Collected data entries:
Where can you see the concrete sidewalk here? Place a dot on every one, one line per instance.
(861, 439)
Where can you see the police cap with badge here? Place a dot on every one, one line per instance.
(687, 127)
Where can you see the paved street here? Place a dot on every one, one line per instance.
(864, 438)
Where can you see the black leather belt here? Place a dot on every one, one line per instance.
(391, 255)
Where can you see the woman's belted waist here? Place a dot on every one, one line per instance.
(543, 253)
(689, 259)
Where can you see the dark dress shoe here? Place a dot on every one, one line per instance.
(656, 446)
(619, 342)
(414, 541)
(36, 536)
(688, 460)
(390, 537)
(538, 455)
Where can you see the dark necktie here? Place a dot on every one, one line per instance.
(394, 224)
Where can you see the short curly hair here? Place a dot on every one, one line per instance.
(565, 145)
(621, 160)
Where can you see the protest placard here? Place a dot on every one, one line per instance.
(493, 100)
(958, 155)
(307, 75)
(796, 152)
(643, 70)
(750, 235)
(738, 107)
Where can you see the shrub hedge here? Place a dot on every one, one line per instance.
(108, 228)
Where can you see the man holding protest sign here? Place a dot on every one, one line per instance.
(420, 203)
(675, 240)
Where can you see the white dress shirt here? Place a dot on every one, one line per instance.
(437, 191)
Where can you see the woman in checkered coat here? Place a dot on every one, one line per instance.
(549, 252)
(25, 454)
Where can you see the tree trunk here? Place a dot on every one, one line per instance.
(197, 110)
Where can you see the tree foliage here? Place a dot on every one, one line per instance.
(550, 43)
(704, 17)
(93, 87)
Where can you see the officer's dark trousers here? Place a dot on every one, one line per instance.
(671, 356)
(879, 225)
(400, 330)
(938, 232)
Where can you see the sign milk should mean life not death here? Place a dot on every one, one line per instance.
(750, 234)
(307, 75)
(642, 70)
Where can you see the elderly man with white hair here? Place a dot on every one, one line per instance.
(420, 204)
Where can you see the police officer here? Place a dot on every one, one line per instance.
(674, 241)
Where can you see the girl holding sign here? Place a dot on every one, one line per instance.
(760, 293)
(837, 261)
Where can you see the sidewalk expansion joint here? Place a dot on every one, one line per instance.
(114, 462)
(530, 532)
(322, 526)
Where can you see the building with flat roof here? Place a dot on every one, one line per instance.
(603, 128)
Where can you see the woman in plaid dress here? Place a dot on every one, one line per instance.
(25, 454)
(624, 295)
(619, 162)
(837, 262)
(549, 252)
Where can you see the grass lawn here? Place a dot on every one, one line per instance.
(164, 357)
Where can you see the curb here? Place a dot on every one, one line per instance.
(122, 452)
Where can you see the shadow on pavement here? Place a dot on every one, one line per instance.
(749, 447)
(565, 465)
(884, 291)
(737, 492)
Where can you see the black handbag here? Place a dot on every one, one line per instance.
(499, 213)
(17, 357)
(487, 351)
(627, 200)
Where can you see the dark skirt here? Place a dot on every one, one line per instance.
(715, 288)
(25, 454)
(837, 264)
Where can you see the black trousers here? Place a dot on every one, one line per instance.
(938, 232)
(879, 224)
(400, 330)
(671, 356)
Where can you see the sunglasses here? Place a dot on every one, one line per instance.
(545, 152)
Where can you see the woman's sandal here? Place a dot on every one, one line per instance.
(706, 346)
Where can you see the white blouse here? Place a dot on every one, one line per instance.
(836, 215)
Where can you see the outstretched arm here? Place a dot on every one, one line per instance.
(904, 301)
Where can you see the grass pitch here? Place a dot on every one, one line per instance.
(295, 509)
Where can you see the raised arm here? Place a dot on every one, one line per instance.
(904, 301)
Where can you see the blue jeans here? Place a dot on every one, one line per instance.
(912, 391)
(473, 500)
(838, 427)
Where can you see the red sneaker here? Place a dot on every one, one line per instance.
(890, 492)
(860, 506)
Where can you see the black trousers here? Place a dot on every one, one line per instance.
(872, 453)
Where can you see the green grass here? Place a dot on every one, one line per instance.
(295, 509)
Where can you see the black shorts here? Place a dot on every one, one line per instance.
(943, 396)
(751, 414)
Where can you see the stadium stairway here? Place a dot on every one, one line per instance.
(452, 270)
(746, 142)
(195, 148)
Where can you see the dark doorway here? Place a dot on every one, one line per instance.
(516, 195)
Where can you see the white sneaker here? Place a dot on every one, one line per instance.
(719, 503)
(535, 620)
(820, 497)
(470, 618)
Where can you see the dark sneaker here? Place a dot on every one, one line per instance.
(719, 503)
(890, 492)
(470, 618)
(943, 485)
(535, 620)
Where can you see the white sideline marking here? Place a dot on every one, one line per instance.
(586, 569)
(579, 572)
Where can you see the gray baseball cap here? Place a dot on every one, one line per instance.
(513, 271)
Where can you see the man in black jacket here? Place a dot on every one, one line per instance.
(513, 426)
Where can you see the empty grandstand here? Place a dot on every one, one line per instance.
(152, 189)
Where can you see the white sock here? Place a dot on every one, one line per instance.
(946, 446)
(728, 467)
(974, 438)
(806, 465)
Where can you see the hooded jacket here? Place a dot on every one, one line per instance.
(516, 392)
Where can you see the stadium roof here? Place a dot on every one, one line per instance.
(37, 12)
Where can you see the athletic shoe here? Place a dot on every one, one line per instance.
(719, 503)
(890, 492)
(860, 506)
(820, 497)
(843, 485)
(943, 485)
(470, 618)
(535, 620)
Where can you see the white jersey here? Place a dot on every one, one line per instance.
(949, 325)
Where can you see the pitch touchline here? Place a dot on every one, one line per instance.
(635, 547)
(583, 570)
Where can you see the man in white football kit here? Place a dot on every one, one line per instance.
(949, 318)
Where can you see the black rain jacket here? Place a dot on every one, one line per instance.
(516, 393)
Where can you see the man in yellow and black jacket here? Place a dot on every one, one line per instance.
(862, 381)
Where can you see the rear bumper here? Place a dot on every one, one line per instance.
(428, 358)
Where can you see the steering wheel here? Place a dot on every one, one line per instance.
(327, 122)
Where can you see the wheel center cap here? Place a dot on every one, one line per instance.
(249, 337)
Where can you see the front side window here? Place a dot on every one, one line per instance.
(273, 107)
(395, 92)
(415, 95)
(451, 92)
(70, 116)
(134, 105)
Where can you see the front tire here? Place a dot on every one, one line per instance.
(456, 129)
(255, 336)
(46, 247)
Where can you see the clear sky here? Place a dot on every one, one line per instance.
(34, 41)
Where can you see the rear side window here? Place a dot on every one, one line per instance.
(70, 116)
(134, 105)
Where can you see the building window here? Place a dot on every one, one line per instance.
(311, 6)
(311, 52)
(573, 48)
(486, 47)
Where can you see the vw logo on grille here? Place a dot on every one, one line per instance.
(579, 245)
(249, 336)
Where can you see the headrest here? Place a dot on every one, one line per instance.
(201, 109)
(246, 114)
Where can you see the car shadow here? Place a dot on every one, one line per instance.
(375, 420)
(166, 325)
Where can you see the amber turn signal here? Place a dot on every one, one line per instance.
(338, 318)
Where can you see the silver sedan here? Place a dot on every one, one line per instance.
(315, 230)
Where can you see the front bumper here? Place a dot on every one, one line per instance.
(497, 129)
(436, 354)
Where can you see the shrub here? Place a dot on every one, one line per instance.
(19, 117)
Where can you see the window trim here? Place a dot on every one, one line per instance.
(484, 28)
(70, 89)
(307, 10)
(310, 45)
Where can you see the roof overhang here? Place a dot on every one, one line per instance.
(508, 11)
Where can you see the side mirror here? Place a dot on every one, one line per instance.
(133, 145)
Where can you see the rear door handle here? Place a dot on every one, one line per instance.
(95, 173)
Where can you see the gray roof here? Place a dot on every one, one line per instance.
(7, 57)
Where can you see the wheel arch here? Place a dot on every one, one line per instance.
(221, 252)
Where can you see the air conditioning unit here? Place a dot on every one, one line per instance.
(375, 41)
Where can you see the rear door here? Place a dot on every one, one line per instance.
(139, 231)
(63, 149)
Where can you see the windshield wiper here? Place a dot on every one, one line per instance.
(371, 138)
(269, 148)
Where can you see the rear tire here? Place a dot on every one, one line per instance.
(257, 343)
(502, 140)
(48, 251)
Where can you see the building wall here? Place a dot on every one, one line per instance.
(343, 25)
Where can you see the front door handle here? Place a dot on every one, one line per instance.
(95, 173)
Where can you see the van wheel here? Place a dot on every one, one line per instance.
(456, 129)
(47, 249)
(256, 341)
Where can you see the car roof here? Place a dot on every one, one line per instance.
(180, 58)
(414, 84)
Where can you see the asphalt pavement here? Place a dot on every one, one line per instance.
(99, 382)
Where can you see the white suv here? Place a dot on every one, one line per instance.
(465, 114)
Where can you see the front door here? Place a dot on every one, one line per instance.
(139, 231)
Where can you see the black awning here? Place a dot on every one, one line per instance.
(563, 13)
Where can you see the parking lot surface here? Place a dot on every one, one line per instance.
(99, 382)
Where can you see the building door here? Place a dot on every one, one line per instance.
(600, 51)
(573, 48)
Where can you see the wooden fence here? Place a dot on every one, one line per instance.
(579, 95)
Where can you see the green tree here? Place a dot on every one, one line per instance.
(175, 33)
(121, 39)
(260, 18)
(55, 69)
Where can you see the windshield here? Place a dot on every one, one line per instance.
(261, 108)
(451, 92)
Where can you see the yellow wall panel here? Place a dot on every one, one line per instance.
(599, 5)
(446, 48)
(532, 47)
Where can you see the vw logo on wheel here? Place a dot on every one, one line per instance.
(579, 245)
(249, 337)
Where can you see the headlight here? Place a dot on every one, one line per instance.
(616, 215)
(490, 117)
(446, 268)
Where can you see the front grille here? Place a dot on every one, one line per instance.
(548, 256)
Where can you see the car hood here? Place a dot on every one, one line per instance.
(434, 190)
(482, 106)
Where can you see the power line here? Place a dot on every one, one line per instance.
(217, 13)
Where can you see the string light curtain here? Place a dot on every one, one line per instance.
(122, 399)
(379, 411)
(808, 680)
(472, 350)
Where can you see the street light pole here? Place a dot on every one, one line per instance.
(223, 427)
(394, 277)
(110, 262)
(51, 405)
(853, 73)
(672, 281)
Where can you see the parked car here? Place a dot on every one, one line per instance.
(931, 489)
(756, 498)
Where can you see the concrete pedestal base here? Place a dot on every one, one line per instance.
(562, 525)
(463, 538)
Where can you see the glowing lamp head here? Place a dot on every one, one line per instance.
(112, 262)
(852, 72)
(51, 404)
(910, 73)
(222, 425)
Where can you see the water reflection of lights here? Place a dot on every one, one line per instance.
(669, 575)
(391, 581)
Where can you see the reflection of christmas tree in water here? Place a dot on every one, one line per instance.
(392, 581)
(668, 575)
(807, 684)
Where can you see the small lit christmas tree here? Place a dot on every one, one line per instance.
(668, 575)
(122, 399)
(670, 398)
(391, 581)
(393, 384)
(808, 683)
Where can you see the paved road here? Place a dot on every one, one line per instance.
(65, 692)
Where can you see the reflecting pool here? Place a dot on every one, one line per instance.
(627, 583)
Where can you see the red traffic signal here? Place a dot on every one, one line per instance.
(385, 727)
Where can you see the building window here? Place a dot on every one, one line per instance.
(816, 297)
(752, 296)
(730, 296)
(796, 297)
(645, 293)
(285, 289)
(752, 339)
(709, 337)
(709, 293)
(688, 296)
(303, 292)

— PROBLEM DETAILS —
Nothing but the lines from the one containing "Where can you see the water" to the end of the entries belongs in the answer, and each must match exactly.

— RESULT —
Where can you see the water reflection of lights here? Place a dot on every one, one line per instance.
(669, 575)
(391, 581)
Where can you see the reflection of christmas tree in water here? Place a dot on every one, one line per instance.
(392, 581)
(668, 575)
(807, 684)
Where can you see the small lit christmas tree here? Place a dot on every one, one line per instance.
(668, 575)
(122, 399)
(670, 398)
(391, 581)
(393, 384)
(808, 683)
Where can you see the paved road here? Place a dot on every one, one line per instance.
(65, 692)
Where can you see the reflecting pool here? Place a dot on every one, one line per instance.
(627, 583)
Where can you see the red traffic signal here? Place a dot on every one, one line per instance.
(385, 727)
Where can you see the building window here? Place a dot on every one, one line per instance.
(816, 297)
(752, 296)
(730, 296)
(796, 297)
(645, 293)
(285, 289)
(752, 339)
(709, 337)
(709, 293)
(688, 296)
(303, 292)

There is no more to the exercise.